___ Extract to read ___

England Unchanged, Australia Defeated, Umpires Snoozing

England named their test and ODI squads for the Caribbean yesterday. There were no real surprises. This means there’s actually very little to debate. All we can do is nod in agreement (smug in the knowledge that the team have just triumphed 3-0 in Sri Lanka) and scratch around for stuff to talk about.

Everyone expected Ben Foakes to make the cut after doing so well in his debut series and so it proved. The only slight surprise was the omission of Ollie Pope, who many see as England’s next big hope. Instead Ed Smith has decided to back Joe Denly, who didn’t have the opportunity to impress last month.

I guess this decision is logical. England generally like to give a batsman one game too many rather than one game too few. So dropping a batsman before he’s actually played seems more than a little harsh. Denly didn’t exactly cover himself in glory in the warm-up games before the test series began but it’s difficult to hold this against him. They were rather bizarre contests. What’s more, conditions in Sri Lanka are quite unique.

Although it’s a little disappointing that Pope will have to wait for his turn, the fact remains that England’s middle order is more congested than spaghetti junction at rush hour. Denly’s ability to open or bat 3 obviously worked in his favour. No doubt some will argue that it’s regressive to persevere with a thirty-something when there’s a young gun with an incredibly high ceiling waiting in the wings, but personally I’d rather not damage Pope’s long-term prospects by exposing him up the order too quickly.

___ Data rows ___

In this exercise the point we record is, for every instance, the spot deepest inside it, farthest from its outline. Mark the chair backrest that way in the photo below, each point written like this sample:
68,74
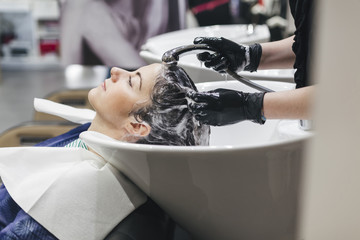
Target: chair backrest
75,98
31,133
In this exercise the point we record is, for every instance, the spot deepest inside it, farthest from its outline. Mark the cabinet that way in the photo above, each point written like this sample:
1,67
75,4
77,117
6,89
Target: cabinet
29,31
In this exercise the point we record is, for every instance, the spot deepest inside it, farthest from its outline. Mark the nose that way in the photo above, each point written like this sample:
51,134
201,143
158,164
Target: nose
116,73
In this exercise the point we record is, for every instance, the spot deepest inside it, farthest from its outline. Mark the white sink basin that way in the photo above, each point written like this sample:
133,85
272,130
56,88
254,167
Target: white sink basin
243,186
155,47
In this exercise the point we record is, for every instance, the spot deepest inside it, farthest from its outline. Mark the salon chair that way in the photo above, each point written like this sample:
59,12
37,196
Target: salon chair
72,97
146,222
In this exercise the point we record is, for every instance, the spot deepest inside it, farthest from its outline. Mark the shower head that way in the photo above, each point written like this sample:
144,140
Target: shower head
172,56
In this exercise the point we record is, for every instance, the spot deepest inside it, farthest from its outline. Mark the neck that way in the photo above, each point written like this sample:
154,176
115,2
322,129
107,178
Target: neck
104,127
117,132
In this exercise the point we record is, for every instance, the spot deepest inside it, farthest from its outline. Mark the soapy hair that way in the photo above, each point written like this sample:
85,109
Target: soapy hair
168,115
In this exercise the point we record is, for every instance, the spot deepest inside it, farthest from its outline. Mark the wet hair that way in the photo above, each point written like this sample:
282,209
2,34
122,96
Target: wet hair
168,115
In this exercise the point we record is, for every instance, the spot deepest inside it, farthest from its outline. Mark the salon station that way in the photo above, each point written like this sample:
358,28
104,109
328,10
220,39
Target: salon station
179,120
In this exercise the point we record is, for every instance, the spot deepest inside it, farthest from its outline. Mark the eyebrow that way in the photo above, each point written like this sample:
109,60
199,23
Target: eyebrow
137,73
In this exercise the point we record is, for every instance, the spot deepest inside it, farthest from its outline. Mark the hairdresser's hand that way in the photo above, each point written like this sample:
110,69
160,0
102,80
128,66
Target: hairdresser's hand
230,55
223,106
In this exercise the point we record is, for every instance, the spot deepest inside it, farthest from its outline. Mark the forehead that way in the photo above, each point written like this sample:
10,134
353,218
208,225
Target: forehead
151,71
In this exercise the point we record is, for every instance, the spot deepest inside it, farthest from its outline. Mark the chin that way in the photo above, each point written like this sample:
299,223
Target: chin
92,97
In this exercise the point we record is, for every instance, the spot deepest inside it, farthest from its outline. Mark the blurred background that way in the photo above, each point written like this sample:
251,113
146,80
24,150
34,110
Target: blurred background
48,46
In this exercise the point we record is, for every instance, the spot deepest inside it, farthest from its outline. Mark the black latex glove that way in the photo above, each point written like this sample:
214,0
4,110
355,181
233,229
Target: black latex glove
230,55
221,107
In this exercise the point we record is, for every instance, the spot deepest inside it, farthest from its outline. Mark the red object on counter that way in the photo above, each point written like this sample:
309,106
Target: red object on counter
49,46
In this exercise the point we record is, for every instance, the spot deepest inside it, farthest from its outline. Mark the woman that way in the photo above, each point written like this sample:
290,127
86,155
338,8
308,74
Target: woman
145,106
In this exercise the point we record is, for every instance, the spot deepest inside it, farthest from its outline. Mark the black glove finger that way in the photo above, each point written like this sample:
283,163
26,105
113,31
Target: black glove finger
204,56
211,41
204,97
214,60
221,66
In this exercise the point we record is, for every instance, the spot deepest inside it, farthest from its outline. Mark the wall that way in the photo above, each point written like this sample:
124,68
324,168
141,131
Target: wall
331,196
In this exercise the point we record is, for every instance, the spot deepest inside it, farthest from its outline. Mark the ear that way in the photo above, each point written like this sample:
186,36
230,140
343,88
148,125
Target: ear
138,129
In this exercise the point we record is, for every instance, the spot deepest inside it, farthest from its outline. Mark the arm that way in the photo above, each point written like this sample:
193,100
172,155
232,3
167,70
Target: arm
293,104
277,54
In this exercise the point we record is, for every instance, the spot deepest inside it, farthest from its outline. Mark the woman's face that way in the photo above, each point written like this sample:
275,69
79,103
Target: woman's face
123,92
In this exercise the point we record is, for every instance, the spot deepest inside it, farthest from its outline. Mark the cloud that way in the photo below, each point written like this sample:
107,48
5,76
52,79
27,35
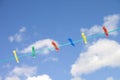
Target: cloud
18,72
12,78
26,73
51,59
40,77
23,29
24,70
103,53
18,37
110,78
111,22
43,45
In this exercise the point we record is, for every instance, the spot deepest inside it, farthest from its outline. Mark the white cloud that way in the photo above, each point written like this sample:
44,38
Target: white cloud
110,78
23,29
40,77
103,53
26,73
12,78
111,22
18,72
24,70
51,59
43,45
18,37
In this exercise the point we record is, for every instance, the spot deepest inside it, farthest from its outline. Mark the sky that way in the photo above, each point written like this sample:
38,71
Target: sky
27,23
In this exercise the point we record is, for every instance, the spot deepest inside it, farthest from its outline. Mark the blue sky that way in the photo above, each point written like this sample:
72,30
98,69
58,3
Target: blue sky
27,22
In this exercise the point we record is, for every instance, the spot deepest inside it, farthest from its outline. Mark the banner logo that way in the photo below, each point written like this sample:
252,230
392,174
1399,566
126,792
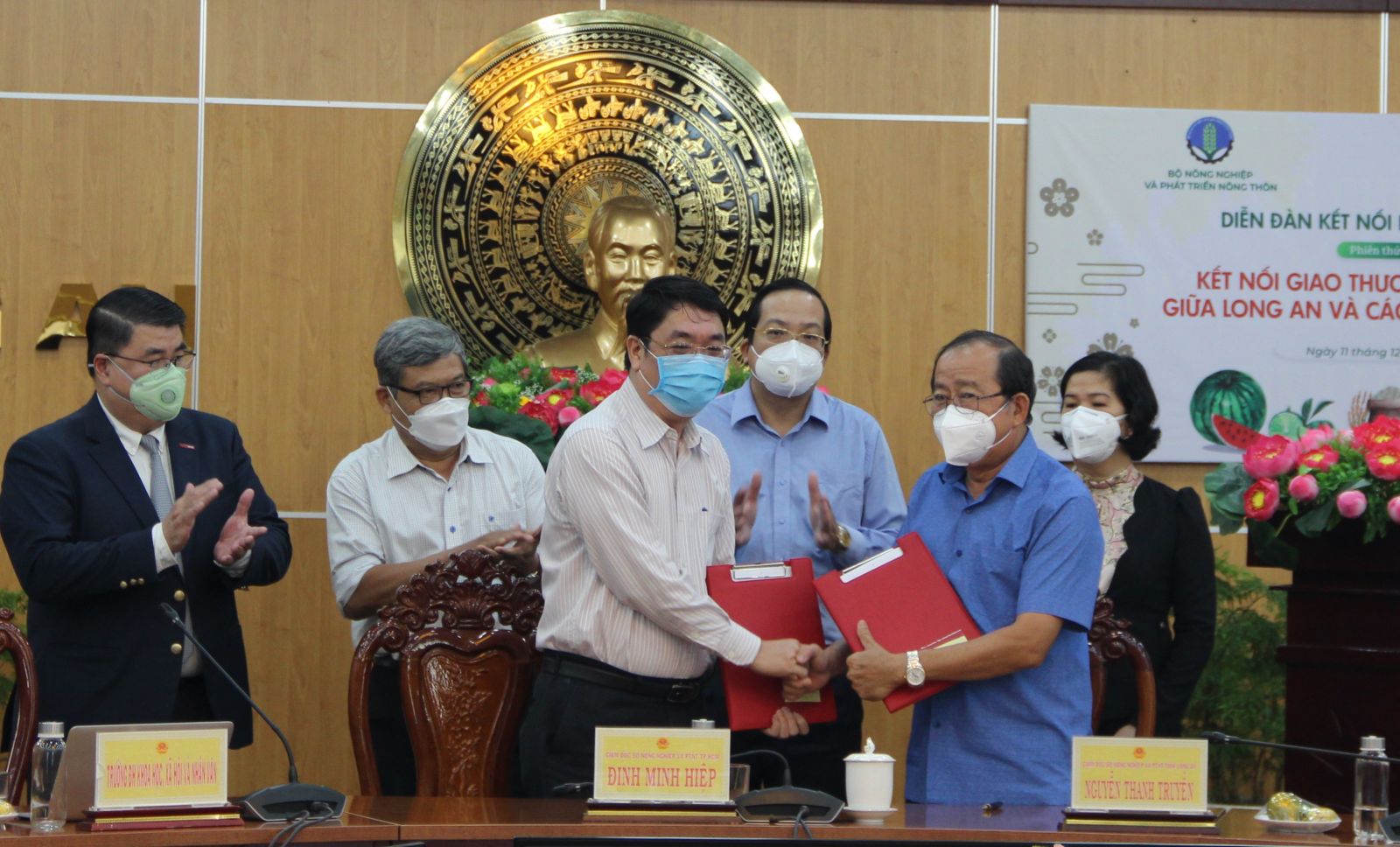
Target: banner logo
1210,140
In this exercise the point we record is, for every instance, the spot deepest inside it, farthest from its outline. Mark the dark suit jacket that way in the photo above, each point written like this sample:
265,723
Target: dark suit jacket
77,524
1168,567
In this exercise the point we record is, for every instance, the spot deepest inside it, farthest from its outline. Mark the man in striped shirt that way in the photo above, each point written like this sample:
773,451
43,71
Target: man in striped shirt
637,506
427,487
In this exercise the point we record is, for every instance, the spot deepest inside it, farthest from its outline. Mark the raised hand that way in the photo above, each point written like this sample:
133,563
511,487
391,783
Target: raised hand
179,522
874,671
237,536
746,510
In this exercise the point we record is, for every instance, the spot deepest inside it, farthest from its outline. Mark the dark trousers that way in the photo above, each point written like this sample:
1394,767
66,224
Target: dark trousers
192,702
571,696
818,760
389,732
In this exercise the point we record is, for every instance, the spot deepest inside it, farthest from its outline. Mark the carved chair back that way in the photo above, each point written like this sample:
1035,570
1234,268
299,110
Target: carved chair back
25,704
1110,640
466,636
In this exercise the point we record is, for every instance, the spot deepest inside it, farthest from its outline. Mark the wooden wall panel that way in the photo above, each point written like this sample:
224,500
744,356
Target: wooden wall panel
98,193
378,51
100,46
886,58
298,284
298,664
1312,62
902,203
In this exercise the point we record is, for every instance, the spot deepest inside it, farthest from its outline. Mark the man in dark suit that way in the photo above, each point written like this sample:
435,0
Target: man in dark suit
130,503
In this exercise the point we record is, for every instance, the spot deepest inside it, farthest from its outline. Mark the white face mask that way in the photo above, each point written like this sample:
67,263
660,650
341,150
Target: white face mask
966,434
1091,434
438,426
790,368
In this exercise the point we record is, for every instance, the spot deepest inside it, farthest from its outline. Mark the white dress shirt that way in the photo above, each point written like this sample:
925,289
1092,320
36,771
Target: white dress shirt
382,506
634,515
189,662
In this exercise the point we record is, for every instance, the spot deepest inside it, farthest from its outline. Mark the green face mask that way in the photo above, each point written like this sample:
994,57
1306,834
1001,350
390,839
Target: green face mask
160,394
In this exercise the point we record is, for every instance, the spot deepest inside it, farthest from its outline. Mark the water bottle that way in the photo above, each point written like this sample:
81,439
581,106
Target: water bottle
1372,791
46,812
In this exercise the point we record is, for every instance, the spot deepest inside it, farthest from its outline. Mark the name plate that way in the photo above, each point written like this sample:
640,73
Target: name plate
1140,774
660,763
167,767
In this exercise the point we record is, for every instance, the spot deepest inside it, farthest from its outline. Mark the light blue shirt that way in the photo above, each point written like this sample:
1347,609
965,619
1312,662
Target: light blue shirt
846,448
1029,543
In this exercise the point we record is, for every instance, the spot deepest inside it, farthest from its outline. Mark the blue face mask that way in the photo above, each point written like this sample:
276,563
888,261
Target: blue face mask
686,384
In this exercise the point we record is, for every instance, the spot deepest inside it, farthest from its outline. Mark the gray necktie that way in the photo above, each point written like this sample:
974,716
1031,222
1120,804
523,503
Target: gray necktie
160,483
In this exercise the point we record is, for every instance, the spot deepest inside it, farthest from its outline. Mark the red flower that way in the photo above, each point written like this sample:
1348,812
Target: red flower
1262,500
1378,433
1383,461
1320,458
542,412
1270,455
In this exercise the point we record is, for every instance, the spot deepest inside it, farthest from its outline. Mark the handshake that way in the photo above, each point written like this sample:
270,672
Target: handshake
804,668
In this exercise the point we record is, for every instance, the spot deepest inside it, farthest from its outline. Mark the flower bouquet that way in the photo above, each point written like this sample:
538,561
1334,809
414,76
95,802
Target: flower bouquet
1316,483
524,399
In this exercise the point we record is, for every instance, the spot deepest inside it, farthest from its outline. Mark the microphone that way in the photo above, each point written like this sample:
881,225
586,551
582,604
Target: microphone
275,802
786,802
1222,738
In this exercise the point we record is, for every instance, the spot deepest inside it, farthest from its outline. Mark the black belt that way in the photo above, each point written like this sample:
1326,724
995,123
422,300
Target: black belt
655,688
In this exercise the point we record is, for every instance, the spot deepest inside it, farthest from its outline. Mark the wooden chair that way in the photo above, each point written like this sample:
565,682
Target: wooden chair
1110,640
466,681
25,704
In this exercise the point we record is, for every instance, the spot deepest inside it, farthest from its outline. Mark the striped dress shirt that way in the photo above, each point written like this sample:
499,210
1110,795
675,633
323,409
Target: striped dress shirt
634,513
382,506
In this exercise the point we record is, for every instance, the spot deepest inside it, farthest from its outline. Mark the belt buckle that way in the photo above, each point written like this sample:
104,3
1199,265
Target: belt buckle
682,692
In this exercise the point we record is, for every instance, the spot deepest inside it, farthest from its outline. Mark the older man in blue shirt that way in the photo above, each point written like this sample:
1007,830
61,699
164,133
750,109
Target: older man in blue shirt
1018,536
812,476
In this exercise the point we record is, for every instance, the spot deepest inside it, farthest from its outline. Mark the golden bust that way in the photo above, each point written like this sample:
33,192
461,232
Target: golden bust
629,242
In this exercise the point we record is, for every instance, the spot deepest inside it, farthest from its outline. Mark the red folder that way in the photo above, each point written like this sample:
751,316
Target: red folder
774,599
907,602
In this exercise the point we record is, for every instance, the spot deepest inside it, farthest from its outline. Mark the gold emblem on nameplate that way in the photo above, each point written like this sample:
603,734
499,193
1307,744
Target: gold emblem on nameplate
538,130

___

**Goal of the exercise:** Write the next part of the blog post on England's Caribbean squads, picking up after its final sentence.

**Task response:**
I’m also slightly relieved that Jason Roy was overlooked. Being a traditionalist I don’t like it when talented but technically frail batsmen get talked about as potential test openers or No.3s. It didn’t work with Alex Hales and I suspect it wouldn’t work with Roy either.

Now don’t get me wrong. I like Roy as a cricketer. I think he’s an incredibly talented lad. But he’s often looked technically all at sea during his ODI career, and proved especially vulnerable to balls moving back into him. Unless he’s tightened up his technique big time over the last few months I feel his selection would’ve been bold but foolish.

The other thing about the squad that interested me was the retention of three spinners in Moeen, Rashid, and Leach. Obviously the pitches in the Caribbean aren’t as quick as they used to be, and spin will inevitably play an important role on the tour, but I still thought there was a chance that England would revert to type now they’ve left Sri Lanka.

Instead the selectors have kept faith with a very balanced squad with plenty of variety: right arm fast (Stone), right arm fast-medium (Broad and Woakes), right arm swing (Anderson), left arm swing (Curran), off-spin (Moeen), left arm spin (Leach), and leg-spin (Rashid). How convenient that England are finally blessed with cricketers that boast contrasting talents. Not long ago we had to rely on a diet of conventional right arm seamers that made the watching John Major look radical.

The other talking point regarding England’s squad is when Jofra Archer is likely to make an appearance. Thus far Ed Smith has played this subject with a straight bat. Archer isn’t technically available quite yet (it all depends how many days he spends in the UK over the coming weeks) so in theory it’s a non issue. Smith has also quite wisely backed the players already in the squad. It can be distracting when individuals who have put in the hard yards over the last few years have to start looking over their shoulders.

The problem is, however, that nobody doubts Archer is in England’s thinking. A talent this exciting simply has to be. Although England have suggested that time is running out, and he might not have many games to prove himself, I’d be amazing if England didn’t pick him for the games against Pakistan in May.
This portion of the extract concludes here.